=== Source records ===

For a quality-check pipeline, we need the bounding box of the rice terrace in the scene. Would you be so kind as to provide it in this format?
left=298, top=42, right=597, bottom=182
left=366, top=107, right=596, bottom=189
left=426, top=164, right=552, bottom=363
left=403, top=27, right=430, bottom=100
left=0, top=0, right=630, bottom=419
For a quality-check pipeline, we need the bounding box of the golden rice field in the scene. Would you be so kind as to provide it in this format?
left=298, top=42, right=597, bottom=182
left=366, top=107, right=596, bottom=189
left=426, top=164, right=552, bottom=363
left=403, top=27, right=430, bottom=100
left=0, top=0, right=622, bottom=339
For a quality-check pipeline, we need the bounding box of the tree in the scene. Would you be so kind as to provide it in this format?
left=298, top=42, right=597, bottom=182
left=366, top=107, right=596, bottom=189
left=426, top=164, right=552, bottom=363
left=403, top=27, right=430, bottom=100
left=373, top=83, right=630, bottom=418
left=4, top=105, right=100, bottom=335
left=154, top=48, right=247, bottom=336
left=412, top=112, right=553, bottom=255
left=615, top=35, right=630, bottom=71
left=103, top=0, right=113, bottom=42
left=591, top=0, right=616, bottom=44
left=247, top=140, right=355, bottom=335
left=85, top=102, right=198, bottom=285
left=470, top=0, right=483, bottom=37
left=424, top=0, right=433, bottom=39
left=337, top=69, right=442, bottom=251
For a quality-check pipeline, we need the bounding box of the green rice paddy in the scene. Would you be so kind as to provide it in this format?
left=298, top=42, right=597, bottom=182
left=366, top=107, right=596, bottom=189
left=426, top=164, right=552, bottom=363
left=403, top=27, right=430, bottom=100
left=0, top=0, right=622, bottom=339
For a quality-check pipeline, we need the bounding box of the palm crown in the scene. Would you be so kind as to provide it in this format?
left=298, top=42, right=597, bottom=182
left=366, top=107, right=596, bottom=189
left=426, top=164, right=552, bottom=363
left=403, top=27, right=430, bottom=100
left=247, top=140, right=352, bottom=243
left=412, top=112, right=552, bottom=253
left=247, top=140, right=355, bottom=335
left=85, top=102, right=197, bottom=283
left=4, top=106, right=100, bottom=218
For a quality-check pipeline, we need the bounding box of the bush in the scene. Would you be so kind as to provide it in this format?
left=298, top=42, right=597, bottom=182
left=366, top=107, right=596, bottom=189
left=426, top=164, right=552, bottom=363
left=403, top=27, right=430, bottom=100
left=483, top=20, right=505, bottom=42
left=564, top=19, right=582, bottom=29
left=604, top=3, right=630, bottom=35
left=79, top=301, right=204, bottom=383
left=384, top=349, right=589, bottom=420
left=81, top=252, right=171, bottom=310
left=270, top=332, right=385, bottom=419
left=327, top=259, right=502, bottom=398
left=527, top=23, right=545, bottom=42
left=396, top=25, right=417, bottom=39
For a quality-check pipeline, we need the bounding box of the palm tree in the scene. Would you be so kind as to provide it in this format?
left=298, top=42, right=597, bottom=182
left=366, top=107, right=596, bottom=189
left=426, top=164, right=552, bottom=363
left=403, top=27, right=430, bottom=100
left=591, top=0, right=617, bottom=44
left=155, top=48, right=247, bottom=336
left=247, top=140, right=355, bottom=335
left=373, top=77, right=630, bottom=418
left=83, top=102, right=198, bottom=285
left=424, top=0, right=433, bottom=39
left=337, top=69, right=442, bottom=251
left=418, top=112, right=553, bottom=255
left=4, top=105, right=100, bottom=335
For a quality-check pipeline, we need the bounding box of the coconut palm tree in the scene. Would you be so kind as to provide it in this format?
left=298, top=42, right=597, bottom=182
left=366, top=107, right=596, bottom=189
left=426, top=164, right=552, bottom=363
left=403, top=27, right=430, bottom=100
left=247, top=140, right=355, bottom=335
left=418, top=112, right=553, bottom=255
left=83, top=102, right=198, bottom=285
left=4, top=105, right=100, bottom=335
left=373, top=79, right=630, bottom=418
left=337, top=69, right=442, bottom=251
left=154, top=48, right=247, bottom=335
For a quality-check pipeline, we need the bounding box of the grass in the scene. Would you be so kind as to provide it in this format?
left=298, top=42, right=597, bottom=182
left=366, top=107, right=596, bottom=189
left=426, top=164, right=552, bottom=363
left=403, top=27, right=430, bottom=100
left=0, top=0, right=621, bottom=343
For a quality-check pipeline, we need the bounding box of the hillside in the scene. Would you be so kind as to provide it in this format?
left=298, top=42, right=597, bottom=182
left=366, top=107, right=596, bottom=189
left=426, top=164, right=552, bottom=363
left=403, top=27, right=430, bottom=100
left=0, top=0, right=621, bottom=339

===
=== Source records ===

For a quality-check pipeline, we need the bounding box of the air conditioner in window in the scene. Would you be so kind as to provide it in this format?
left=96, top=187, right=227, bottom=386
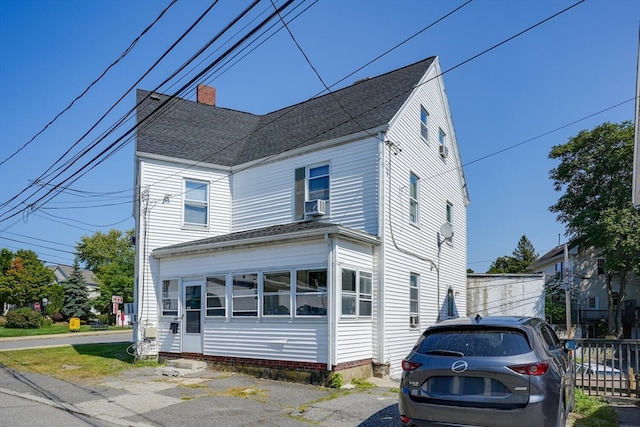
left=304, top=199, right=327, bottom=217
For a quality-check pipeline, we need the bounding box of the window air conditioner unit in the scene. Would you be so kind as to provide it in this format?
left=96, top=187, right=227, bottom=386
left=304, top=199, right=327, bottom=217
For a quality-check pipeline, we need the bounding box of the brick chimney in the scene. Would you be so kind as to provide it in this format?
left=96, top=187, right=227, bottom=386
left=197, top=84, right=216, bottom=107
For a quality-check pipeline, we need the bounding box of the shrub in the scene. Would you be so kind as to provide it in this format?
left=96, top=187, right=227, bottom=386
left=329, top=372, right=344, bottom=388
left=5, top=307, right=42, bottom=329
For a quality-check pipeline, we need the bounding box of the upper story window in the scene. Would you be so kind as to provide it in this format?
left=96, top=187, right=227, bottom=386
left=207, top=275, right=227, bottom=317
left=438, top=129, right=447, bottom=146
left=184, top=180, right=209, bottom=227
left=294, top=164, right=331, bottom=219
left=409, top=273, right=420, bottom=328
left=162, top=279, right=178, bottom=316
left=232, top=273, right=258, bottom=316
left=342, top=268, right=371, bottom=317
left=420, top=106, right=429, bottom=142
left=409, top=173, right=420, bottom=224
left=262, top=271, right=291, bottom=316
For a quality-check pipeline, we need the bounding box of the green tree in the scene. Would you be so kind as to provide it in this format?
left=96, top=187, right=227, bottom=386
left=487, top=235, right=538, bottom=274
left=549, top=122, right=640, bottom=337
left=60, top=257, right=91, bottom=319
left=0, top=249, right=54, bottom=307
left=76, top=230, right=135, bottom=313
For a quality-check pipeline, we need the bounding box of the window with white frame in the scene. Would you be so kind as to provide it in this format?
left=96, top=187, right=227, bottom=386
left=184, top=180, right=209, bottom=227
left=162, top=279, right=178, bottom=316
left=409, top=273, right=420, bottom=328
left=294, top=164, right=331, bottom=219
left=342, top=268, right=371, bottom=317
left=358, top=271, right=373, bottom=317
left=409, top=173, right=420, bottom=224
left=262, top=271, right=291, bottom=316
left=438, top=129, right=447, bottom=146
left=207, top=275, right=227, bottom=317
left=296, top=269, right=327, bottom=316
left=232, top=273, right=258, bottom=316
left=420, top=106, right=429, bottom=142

===
=== Source records ===

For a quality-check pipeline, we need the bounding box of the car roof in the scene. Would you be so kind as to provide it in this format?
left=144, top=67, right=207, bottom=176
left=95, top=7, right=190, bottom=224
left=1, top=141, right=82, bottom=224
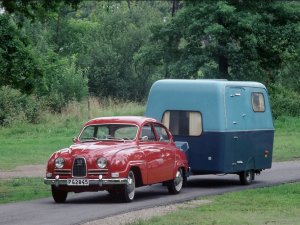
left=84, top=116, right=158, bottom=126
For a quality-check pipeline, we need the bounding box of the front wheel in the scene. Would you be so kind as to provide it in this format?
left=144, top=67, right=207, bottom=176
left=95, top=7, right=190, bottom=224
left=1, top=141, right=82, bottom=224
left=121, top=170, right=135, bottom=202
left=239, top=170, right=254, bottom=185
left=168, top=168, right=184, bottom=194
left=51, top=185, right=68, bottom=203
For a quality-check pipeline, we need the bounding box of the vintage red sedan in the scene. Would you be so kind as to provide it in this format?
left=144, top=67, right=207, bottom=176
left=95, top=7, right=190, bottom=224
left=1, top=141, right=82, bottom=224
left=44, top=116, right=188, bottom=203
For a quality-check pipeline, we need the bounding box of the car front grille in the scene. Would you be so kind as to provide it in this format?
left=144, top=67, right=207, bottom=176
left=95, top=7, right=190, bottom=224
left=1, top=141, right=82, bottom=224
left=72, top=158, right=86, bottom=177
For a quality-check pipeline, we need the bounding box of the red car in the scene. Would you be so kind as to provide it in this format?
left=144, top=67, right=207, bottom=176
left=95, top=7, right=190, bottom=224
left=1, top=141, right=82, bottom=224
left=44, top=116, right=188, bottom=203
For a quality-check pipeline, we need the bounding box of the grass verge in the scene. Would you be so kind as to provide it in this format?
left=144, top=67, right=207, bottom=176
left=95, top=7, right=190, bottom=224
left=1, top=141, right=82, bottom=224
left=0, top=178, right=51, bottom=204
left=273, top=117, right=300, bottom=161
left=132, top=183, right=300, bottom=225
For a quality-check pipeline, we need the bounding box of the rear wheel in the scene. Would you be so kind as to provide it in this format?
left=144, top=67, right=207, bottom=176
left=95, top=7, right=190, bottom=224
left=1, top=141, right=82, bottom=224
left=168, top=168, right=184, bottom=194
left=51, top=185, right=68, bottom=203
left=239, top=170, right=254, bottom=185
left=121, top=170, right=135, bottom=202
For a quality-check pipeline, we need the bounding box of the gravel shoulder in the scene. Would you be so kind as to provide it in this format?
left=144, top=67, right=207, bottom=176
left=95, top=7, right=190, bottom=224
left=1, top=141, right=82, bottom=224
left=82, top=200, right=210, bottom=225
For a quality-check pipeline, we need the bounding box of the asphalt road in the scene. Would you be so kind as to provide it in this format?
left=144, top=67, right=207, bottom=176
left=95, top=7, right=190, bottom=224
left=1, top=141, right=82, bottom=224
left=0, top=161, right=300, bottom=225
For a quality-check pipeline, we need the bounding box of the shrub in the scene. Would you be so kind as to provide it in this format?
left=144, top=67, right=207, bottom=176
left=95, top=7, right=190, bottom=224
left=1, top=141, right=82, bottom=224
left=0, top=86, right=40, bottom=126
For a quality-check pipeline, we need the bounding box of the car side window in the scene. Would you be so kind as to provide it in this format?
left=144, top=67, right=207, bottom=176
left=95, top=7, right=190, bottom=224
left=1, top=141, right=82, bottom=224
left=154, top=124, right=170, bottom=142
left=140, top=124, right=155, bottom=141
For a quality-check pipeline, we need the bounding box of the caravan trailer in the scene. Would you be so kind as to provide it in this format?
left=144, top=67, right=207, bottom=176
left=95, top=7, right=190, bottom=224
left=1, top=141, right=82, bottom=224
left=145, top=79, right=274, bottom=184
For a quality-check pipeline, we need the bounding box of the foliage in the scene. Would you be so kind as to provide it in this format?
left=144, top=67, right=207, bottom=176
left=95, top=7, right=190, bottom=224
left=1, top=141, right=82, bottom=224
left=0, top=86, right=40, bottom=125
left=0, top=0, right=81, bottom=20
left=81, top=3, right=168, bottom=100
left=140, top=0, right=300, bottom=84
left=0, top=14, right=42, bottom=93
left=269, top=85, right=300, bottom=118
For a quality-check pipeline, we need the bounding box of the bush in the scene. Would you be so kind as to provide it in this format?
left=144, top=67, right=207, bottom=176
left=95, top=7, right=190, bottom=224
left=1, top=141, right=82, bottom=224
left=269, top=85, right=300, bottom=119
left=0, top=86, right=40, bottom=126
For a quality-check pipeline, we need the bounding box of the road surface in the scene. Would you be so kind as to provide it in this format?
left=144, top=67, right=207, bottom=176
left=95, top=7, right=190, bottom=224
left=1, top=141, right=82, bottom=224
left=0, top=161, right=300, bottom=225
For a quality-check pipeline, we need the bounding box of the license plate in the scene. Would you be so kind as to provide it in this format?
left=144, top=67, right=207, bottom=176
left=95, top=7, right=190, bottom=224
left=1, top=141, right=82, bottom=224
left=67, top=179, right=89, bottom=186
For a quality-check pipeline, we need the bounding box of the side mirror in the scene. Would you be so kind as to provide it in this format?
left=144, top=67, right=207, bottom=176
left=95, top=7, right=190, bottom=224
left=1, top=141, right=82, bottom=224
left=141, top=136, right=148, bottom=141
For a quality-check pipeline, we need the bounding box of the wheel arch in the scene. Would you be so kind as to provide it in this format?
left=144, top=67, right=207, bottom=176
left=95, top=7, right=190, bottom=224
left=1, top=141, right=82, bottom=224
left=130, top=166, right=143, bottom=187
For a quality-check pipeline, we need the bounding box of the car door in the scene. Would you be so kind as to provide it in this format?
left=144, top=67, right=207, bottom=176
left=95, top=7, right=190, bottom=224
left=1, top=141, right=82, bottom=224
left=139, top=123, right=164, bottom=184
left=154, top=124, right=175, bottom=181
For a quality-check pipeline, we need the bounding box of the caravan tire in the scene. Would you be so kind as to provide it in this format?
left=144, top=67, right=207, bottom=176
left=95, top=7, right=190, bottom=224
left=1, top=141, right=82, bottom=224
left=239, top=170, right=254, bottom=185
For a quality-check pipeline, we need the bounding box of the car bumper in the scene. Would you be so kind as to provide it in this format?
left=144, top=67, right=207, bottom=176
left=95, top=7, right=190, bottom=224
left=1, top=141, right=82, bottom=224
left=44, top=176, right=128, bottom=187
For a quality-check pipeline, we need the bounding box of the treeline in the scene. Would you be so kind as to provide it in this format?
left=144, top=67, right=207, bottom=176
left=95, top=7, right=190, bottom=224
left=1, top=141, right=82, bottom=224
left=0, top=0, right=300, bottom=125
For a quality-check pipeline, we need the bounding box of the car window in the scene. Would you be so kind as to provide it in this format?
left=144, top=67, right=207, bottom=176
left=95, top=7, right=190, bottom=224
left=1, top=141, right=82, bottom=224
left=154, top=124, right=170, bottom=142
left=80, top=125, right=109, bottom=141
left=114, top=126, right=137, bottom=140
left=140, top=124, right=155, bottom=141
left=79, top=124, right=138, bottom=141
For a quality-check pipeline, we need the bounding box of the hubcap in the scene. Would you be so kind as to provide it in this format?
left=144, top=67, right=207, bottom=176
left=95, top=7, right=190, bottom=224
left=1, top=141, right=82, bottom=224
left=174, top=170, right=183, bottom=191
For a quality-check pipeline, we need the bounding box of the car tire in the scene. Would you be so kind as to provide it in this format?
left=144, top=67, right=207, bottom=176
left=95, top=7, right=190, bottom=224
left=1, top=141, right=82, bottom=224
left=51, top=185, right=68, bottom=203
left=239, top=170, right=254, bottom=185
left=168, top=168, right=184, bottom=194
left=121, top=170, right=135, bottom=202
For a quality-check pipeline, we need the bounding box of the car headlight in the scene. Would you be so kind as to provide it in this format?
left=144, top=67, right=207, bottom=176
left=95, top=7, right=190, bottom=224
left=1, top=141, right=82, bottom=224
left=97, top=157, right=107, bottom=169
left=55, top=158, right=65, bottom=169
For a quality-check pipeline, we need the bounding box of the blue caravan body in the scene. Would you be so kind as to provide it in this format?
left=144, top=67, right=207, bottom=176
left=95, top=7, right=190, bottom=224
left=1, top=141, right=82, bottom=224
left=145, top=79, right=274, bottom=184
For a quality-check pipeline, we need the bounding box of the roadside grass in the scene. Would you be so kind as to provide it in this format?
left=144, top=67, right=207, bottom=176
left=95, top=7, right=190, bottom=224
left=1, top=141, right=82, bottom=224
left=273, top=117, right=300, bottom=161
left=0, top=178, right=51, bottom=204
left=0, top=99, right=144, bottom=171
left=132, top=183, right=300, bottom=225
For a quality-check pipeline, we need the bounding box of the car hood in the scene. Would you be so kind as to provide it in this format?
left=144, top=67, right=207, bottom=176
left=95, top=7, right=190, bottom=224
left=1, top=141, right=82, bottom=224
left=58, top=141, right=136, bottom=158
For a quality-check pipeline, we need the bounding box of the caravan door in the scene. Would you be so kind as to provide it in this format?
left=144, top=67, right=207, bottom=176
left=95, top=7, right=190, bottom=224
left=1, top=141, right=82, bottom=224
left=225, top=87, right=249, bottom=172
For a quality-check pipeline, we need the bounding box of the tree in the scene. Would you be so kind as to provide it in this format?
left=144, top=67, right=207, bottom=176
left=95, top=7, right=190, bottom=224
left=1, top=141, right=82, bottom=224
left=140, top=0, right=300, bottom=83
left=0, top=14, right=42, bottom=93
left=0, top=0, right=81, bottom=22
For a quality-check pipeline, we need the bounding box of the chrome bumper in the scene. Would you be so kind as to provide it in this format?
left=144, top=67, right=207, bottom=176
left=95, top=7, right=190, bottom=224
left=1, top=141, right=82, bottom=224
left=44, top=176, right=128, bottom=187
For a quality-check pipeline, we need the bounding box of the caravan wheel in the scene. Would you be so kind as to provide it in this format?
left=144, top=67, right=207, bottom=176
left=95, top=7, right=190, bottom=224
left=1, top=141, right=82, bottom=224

===

* Problem to solve *
Turn everything from the line containing "of the brick" down to and including the line containing "left=76, top=230, right=135, bottom=313" into a Markdown table. Use two columns, Number for the row count and Line for the line itself, and skip any blank lines.

* Output *
| Number | Line |
|---|---|
| 1 | For a quality-check pipeline, we need the bounding box of the brick chimney in the scene. Would you be so kind as to provide it in this format? |
| 2 | left=96, top=187, right=227, bottom=386 |
| 3 | left=197, top=84, right=216, bottom=107 |
| 4 | For a quality-check pipeline, we need the bounding box of the shrub in the scene. Would you be so kind as to provide it in this format? |
| 5 | left=96, top=187, right=227, bottom=386 |
| 6 | left=329, top=372, right=344, bottom=388 |
| 7 | left=5, top=307, right=42, bottom=329 |
| 8 | For a quality-check pipeline, we need the bounding box of the upper story window in the scene. Would you be so kind as to provide it in this format? |
| 9 | left=96, top=187, right=227, bottom=386 |
| 10 | left=207, top=275, right=227, bottom=317 |
| 11 | left=438, top=129, right=447, bottom=146 |
| 12 | left=184, top=180, right=209, bottom=227 |
| 13 | left=294, top=164, right=331, bottom=219 |
| 14 | left=409, top=273, right=420, bottom=328 |
| 15 | left=162, top=279, right=178, bottom=316 |
| 16 | left=232, top=273, right=258, bottom=316 |
| 17 | left=342, top=268, right=371, bottom=317 |
| 18 | left=420, top=106, right=429, bottom=142 |
| 19 | left=409, top=173, right=420, bottom=224 |
| 20 | left=262, top=271, right=291, bottom=316 |
| 21 | For a quality-check pipeline, we need the bounding box of the green tree in the scene. Would you be so kind as to provide it in this format? |
| 22 | left=96, top=187, right=227, bottom=386 |
| 23 | left=487, top=235, right=538, bottom=274 |
| 24 | left=549, top=122, right=640, bottom=337 |
| 25 | left=60, top=257, right=91, bottom=319 |
| 26 | left=0, top=249, right=54, bottom=307 |
| 27 | left=76, top=230, right=135, bottom=313 |